### What is needed
Report every row below that contains the word "driver", copying each such row in full.

### Information supplied
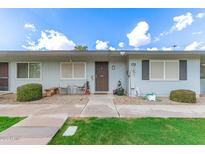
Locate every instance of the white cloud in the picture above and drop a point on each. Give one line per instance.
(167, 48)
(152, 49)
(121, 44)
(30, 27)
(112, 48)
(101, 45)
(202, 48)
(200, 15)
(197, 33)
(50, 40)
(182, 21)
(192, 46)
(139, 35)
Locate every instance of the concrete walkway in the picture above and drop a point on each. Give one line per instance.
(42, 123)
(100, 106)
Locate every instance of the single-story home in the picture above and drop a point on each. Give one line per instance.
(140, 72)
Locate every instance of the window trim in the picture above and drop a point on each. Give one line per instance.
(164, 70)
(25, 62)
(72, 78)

---

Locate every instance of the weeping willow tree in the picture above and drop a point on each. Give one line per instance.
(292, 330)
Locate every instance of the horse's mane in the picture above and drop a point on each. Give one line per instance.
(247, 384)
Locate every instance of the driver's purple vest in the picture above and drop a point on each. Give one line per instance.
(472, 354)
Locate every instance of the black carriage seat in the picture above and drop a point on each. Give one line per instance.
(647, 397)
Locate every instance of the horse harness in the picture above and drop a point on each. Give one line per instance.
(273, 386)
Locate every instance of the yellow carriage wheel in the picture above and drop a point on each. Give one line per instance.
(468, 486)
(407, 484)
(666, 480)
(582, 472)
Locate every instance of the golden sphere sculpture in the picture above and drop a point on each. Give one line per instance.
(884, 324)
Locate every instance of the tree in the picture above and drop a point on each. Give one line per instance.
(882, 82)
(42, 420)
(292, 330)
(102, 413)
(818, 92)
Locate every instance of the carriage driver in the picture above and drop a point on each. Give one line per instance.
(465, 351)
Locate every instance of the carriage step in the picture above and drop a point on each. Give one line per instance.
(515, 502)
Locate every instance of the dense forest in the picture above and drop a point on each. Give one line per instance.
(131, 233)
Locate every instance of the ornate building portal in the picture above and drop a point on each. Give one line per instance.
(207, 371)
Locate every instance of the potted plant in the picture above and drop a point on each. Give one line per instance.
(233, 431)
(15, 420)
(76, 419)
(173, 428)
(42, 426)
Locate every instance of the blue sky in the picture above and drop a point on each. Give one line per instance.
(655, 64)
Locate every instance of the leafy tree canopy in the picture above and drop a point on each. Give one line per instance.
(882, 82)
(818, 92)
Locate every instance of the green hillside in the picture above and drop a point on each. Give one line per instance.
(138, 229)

### Solution to this exercise
Locate every instance of the driver's purple vest in the picture above and drop a point on each. Give one line per instance.
Locate every instance of the carriage driver in the picture above and drop a point on each. Give one line per instance.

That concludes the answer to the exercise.